10      L’article 3 de la Wet op de omzetbelasting (loi relative à la taxe sur le chiffre d’affaires), du 28 juin 1968 (Stb. 1968, n° 329), dans sa version applicable aux faits au principal (ci-après la « loi relative à la taxe sur le chiffre d’affaires »), est libellé comme suit :

« 1.      Sont des livraisons de biens :

a)      le transfert du pouvoir de disposer d’un bien comme un propriétaire ;

[...]

3.      Sont assimilés à une livraison effectuée à titre onéreux au sens de l’article 1er, sous a) :

[...]

b)      l’affectation par un opérateur aux besoins de son entreprise de biens produits dans sa propre entreprise dans les cas où l’acquisition des biens auprès d’un autre opérateur ne lui ouvrirait pas droit à la déduction complète de la taxe grevant ces biens ;

[...] »

11      L’article 7 de loi relative à la taxe sur le chiffre d’affaires dispose :

« 1.      Est opérateur quiconque exerce une activité économique de manière indépendante.

[...]

4.      Les personnes physiques et les organismes au sens de la loi générale sur les impôts d’État qui sont des opérateurs au sens du présent article, qui résident ou sont établis aux Pays-Bas ou qui y ont un établissement stable et dont les liens sur les plans financier, économique et de l’organisation sont tels qu’ils constituent une unité, sont considérés, à la demande ou non de l’un ou de plusieurs d’entre eux, par voie de décision de l’inspecteur susceptible de recours, comme un seul opérateur à compter du premier jour du mois suivant celui au cours duquel l’inspecteur a arrêté cette décision. Les modalités de la formation, de la modification et de la cessation de l’entité fiscale peuvent être fixées par arrêté ministériel.

▶ _Votre objectif_
Pouvez-vous poursuivre l'extrait ci-dessus sur la loi néerlandaise relative à la taxe sur le chiffre d'affaires, en reprenant juste après sa dernière phrase ?

▶ _Matériel_
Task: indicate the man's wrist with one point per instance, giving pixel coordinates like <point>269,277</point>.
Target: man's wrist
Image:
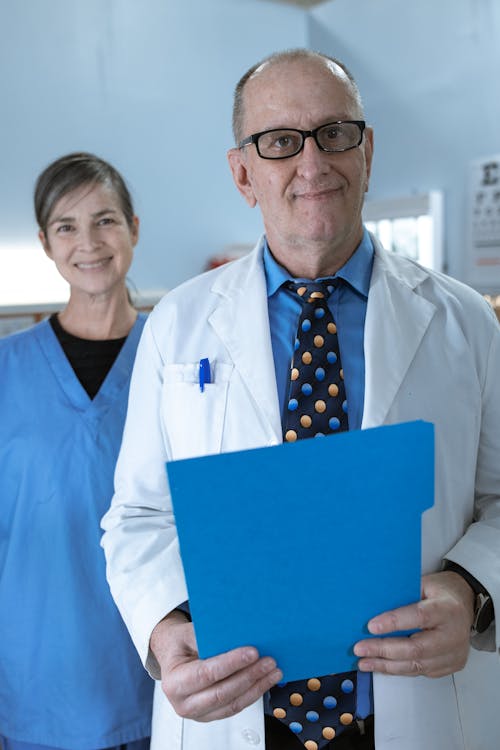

* * *

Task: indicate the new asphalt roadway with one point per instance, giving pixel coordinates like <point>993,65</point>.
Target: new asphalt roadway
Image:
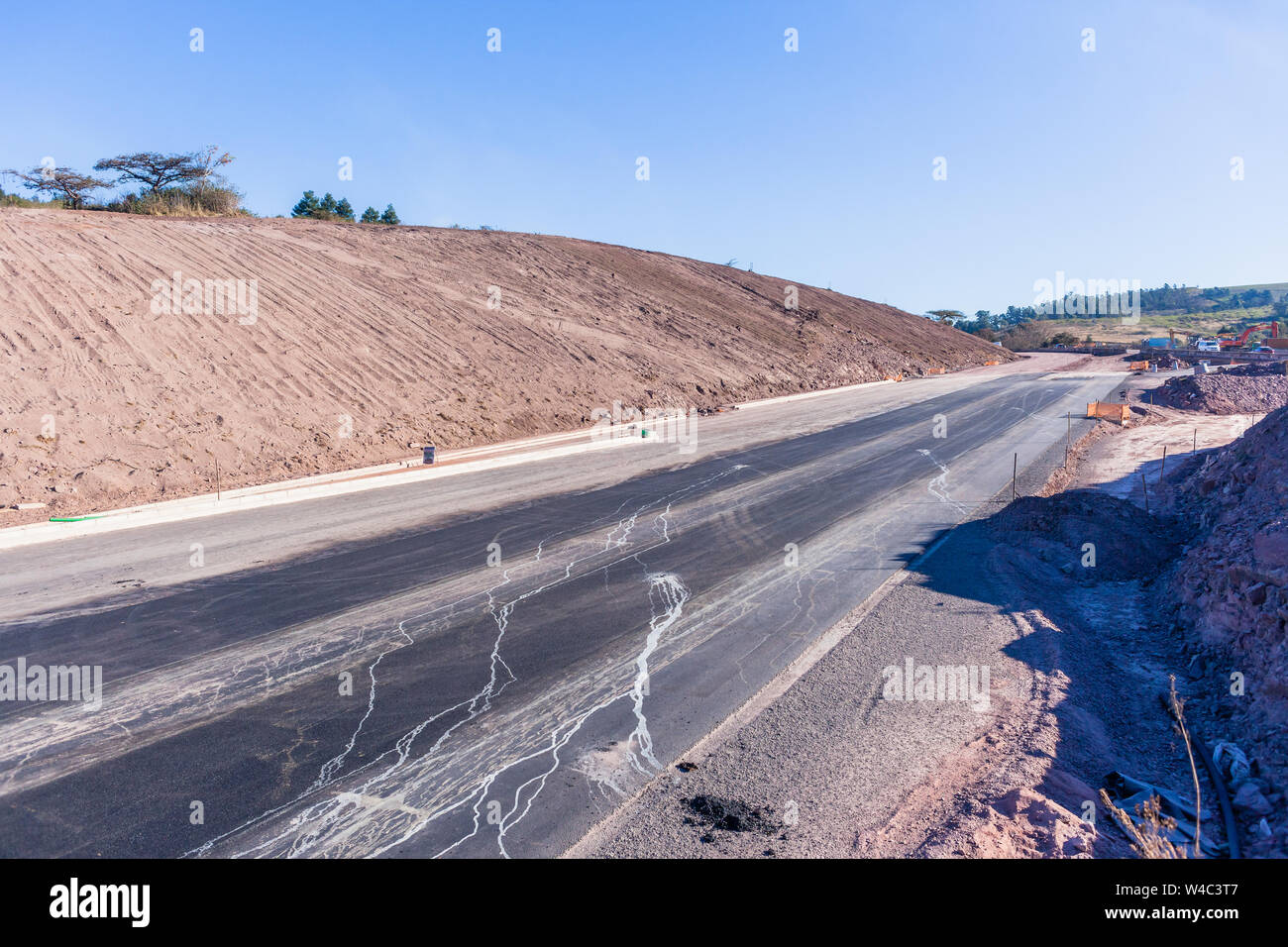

---

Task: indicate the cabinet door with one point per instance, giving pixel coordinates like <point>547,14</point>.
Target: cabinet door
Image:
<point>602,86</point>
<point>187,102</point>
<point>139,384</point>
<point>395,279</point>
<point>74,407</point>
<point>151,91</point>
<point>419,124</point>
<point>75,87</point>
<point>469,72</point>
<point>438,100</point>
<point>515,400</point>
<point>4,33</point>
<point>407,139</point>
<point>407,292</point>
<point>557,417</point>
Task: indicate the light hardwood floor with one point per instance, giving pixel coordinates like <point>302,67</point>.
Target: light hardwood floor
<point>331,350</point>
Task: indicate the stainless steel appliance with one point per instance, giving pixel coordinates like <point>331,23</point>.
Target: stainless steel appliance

▶ _Votre réponse_
[...] »

12      L’article 8 de la loi relative à la taxe sur le chiffre d’affaires énonce :

« 1.      La taxe est calculée par rapport à la rémunération.

2.      La rémunération est le montant total – ou, dans la mesure où la contrepartie ne consiste pas en une somme d’argent, la valeur totale de la contrepartie – qui est facturé pour la livraison ou le service, hors taxe sur le chiffre d’affaires. Si, dans le cadre de la livraison ou du service, le montant acquitté est supérieur au montant facturé, c’est le montant acquitté qui est pris en considération.

3.      En ce qui concerne les opérations visées à l’article 3, paragraphe 3, et à l’article 3 bis, paragraphe 1, la rémunération est fixée sur la base du prix d’achat des biens ou de biens similaires ou, à défaut de prix d’achat, sur la base du prix de revient, déterminé au moment où s’effectuent ces opérations.

4.      S’agissant des opérations visées à l’article 4, paragraphe 3, la rémunération est fixée sur la base de la valeur normale du service. Est considérée comme la valeur normale le montant, hors taxe sur le chiffre d’affaires, que l’opérateur concerné devrait verser au moment de la prestation du service, dans des conditions de pleine concurrence, à un prestataire de services indépendant aux Pays-Bas.

[...] »

13      L’article 109 de la Wet op het primair onderwijs (loi sur l’enseignement primaire), du 2 juillet 1981 (Stb. 1983, n° 727), dans sa version applicable aux faits au principal, est libellé comme suit :

« Les installations relatives à la mise en location au titre des articles 108 ou 110 par l’autorité compétente d’une école qui n’est pas gérée par la commune ne sont pas à la charge de la commune. »

 Le litige au principal et la question préjudicielle

14      La commune de Woerden a commandé la construction de deux bâtiments destinés à des usages multiples. Elle a déduit la quasi-totalité de la TVA qui lui avait été facturée concernant la réception des travaux.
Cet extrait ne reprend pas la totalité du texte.